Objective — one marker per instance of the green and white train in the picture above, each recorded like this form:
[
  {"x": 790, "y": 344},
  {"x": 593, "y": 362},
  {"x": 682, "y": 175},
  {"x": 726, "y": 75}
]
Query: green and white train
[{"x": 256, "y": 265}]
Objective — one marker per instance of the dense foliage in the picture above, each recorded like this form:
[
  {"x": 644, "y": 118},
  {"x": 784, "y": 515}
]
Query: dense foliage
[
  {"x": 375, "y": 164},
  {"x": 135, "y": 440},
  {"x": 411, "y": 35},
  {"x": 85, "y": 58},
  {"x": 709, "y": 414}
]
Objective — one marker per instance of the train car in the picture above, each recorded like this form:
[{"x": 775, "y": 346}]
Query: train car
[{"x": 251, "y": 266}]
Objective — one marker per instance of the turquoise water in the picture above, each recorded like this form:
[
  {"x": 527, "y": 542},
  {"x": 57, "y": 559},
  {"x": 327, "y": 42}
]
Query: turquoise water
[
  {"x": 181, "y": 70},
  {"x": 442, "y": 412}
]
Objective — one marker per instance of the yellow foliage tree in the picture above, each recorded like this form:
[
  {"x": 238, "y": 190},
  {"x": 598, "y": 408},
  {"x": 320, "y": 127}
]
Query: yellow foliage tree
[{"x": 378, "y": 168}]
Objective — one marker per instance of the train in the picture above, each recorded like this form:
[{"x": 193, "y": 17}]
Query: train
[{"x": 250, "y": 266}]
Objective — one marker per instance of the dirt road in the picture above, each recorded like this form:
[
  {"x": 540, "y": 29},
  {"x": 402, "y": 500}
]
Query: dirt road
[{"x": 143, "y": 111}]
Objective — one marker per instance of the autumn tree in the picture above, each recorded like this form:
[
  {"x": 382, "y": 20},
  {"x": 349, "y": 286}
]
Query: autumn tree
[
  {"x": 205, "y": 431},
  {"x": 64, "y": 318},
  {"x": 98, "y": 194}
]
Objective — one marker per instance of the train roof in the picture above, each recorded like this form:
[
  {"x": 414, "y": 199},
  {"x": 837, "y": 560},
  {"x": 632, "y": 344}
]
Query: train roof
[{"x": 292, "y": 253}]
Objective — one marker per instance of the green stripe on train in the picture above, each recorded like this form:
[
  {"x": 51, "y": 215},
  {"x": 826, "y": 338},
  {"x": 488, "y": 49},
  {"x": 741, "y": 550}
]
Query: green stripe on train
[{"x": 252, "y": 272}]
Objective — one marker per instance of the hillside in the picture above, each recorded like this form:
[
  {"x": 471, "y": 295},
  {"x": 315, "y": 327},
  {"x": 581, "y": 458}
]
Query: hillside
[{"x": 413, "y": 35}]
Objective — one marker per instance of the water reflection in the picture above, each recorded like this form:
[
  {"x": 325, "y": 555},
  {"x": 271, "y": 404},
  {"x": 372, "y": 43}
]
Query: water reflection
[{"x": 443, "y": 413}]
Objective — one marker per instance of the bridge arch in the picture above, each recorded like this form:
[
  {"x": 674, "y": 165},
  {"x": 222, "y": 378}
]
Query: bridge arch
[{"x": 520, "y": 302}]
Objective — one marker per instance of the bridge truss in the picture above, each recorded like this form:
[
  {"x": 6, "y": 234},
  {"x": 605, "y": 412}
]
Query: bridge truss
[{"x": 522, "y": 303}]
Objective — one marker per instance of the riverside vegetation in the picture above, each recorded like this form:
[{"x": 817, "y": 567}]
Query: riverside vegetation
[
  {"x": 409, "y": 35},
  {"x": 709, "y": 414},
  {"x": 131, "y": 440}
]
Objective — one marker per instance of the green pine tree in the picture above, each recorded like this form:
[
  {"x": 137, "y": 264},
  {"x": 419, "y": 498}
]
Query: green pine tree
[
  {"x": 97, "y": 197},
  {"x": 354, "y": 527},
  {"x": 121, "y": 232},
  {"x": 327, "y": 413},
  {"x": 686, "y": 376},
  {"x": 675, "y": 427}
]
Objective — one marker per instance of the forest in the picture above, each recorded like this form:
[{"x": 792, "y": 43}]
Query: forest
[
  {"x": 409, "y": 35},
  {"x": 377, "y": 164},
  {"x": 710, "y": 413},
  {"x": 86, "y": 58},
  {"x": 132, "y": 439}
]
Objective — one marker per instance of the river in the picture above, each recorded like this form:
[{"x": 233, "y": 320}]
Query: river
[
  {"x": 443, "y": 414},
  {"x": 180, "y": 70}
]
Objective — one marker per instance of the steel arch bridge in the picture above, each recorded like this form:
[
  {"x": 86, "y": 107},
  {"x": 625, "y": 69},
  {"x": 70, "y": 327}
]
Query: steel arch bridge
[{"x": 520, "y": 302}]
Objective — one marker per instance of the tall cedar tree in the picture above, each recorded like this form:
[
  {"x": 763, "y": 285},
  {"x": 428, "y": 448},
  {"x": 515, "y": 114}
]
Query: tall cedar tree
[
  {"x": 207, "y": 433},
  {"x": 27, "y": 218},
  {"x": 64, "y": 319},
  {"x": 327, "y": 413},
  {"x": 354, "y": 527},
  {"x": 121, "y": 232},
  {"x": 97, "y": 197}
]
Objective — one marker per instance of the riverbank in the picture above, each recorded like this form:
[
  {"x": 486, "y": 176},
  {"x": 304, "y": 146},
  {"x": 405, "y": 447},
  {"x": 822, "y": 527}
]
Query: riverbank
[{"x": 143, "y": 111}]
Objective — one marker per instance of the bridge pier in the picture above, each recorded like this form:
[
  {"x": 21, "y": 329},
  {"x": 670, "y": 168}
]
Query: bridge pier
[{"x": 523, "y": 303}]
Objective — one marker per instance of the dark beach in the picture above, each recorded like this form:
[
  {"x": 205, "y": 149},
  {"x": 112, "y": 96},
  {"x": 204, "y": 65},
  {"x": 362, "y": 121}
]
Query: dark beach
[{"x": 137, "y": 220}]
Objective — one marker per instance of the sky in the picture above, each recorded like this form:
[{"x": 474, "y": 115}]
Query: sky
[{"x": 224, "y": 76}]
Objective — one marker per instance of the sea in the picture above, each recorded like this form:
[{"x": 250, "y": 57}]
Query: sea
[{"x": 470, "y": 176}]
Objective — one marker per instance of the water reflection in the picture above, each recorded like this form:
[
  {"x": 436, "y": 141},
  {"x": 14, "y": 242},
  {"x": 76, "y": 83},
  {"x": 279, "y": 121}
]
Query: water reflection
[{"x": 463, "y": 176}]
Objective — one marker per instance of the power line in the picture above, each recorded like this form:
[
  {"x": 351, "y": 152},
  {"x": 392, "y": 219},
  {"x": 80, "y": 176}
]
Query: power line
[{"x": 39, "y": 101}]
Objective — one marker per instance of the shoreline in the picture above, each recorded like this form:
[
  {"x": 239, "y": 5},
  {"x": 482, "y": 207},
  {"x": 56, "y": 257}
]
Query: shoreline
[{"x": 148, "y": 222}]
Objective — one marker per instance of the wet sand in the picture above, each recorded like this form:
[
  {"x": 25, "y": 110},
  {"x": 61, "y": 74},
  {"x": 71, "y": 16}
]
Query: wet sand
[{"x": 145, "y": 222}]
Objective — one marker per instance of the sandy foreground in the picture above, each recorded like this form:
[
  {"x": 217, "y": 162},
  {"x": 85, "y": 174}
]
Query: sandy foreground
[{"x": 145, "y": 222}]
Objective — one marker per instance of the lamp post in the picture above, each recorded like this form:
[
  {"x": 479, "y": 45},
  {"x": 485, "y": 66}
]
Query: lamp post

Set problem: Extract the full listing and reproduce each line exactly.

Response to the exercise:
Objective — one marker per instance of the green and white train in the picture above, each recorded like this form:
[
  {"x": 790, "y": 344},
  {"x": 593, "y": 362},
  {"x": 682, "y": 175},
  {"x": 726, "y": 75}
]
Query: green and white train
[{"x": 256, "y": 265}]
Objective — one marker per instance of the dense foliage in the picture above, each recorded like this form:
[
  {"x": 644, "y": 118},
  {"x": 784, "y": 515}
]
Query: dense foliage
[
  {"x": 375, "y": 164},
  {"x": 135, "y": 440},
  {"x": 411, "y": 35},
  {"x": 85, "y": 58},
  {"x": 709, "y": 414}
]
Objective — one marker per instance of the train car in the picture above, each recorded like this form:
[{"x": 775, "y": 346}]
Query: train car
[{"x": 251, "y": 266}]
Objective — one marker per instance of the turquoise water in the picture above, each recorded like this form:
[
  {"x": 527, "y": 542},
  {"x": 57, "y": 559},
  {"x": 327, "y": 42}
]
Query: turquoise water
[
  {"x": 181, "y": 70},
  {"x": 442, "y": 412}
]
Objective — one marker per instance of the yellow foliage tree in the picture above, each recorded like this form:
[
  {"x": 238, "y": 190},
  {"x": 598, "y": 408},
  {"x": 320, "y": 127}
]
Query: yellow foliage tree
[{"x": 378, "y": 168}]
Objective — one marker per instance of the train in the picture above, each recorded like this form:
[{"x": 193, "y": 17}]
Query: train
[{"x": 250, "y": 266}]
Objective — one marker per instance of the dirt road in the picture above, each recorded like this form:
[
  {"x": 540, "y": 29},
  {"x": 402, "y": 500}
]
Query: dirt road
[{"x": 143, "y": 111}]
Objective — one marker per instance of the autumn tree in the picture above, each recorded like this form:
[
  {"x": 382, "y": 20},
  {"x": 349, "y": 286}
]
Query: autumn tree
[
  {"x": 205, "y": 431},
  {"x": 64, "y": 318},
  {"x": 98, "y": 194}
]
Objective — one marker per instance of the train roof in the picture above, each recorded like this form:
[
  {"x": 414, "y": 199},
  {"x": 837, "y": 560},
  {"x": 632, "y": 344}
]
Query: train roof
[{"x": 292, "y": 253}]
Objective — one marker per instance of the green stripe on train in the picture above, each recorded like this form:
[
  {"x": 51, "y": 215},
  {"x": 826, "y": 338},
  {"x": 488, "y": 49},
  {"x": 741, "y": 550}
]
Query: green stripe on train
[{"x": 252, "y": 272}]
Objective — one marker per instance of the hillside in the picture above, each recorded like this form:
[
  {"x": 471, "y": 295},
  {"x": 315, "y": 327},
  {"x": 581, "y": 458}
]
Query: hillside
[{"x": 413, "y": 35}]
Objective — one marker per instance of the water reflection in the picture above, each recorded like this form:
[
  {"x": 325, "y": 555},
  {"x": 271, "y": 404},
  {"x": 372, "y": 43}
]
Query: water reflection
[{"x": 443, "y": 413}]
Objective — one marker per instance of the bridge arch in the picture above, each recorded like this form:
[
  {"x": 674, "y": 165},
  {"x": 222, "y": 378}
]
Query: bridge arch
[{"x": 520, "y": 302}]
Objective — one marker per instance of the bridge truss in the picture above, each recorded like this form:
[
  {"x": 6, "y": 234},
  {"x": 605, "y": 412}
]
Query: bridge truss
[{"x": 522, "y": 303}]
Objective — one marker per instance of the riverside vegetation in the picture above, each recorded like this form:
[{"x": 817, "y": 567}]
Query: riverside vegetation
[
  {"x": 409, "y": 35},
  {"x": 709, "y": 414},
  {"x": 131, "y": 440}
]
Objective — one marker per instance of the green pine tree in the picture above, each recorded like this form:
[
  {"x": 137, "y": 264},
  {"x": 419, "y": 498}
]
Query: green pine tree
[
  {"x": 97, "y": 197},
  {"x": 354, "y": 527},
  {"x": 121, "y": 232},
  {"x": 327, "y": 413},
  {"x": 686, "y": 376},
  {"x": 675, "y": 427}
]
Objective — one marker per instance of the forest in the picture above, each recorded like this form:
[{"x": 792, "y": 43}]
Query: forest
[
  {"x": 409, "y": 35},
  {"x": 377, "y": 164},
  {"x": 710, "y": 413},
  {"x": 86, "y": 58},
  {"x": 132, "y": 439}
]
Objective — one marker per instance of the river in the picture above, each recorded like this form:
[{"x": 233, "y": 320}]
Query: river
[
  {"x": 443, "y": 414},
  {"x": 180, "y": 70}
]
Objective — one marker per instance of the steel arch bridge in the picture above, each recorded like this form:
[
  {"x": 86, "y": 107},
  {"x": 625, "y": 69},
  {"x": 70, "y": 327}
]
Query: steel arch bridge
[{"x": 520, "y": 302}]
Objective — one marker per instance of the tall cedar tree in the picture above, each recorded like this form:
[
  {"x": 763, "y": 285},
  {"x": 428, "y": 448},
  {"x": 515, "y": 114}
]
Query: tall cedar tree
[
  {"x": 207, "y": 433},
  {"x": 27, "y": 218},
  {"x": 64, "y": 319},
  {"x": 327, "y": 413},
  {"x": 354, "y": 527},
  {"x": 121, "y": 232},
  {"x": 97, "y": 197}
]
Objective — one marker per instance of the riverbank in the picture above, each recorded like this form:
[
  {"x": 486, "y": 176},
  {"x": 304, "y": 146},
  {"x": 405, "y": 447},
  {"x": 822, "y": 527}
]
Query: riverbank
[{"x": 143, "y": 111}]
Objective — one marker per instance of the bridge pier in the picture above, each recorded like this form:
[
  {"x": 21, "y": 329},
  {"x": 670, "y": 168}
]
Query: bridge pier
[{"x": 523, "y": 303}]
Objective — one marker per instance of the dark beach in the picture above, each recorded like this form:
[
  {"x": 205, "y": 149},
  {"x": 112, "y": 96},
  {"x": 204, "y": 65},
  {"x": 362, "y": 121}
]
Query: dark beach
[{"x": 137, "y": 220}]
Objective — one marker per instance of the sky in the picture above, each recorded like this form:
[{"x": 474, "y": 115}]
Query: sky
[{"x": 224, "y": 76}]
Objective — one marker per instance of the sea in the picture above, each recorded like this form:
[{"x": 250, "y": 57}]
Query: sea
[{"x": 470, "y": 176}]
Objective — one marker per instance of the water reflection in the picture above, each recorded like this form:
[
  {"x": 436, "y": 141},
  {"x": 14, "y": 242},
  {"x": 76, "y": 83},
  {"x": 279, "y": 121}
]
Query: water reflection
[{"x": 463, "y": 176}]
Objective — one marker per instance of the power line in the picture above, each recorded like this form:
[
  {"x": 351, "y": 152},
  {"x": 392, "y": 219},
  {"x": 80, "y": 176}
]
Query: power line
[{"x": 39, "y": 101}]
Objective — one marker per instance of the shoreline in the picture above, each recorded like this form:
[
  {"x": 239, "y": 5},
  {"x": 482, "y": 207},
  {"x": 56, "y": 257}
]
Query: shoreline
[{"x": 148, "y": 222}]
Objective — one marker per instance of the wet sand in the picture above, each recorded like this form:
[
  {"x": 25, "y": 110},
  {"x": 61, "y": 74},
  {"x": 71, "y": 16}
]
Query: wet sand
[{"x": 145, "y": 222}]
Objective — one marker per instance of the sandy foreground in the picture above, each recorded like this form:
[
  {"x": 217, "y": 162},
  {"x": 85, "y": 174}
]
Query: sandy foreground
[{"x": 145, "y": 222}]
Objective — one marker per instance of the lamp post in the picture above, each recorded like this form:
[
  {"x": 479, "y": 45},
  {"x": 485, "y": 66}
]
Query: lamp post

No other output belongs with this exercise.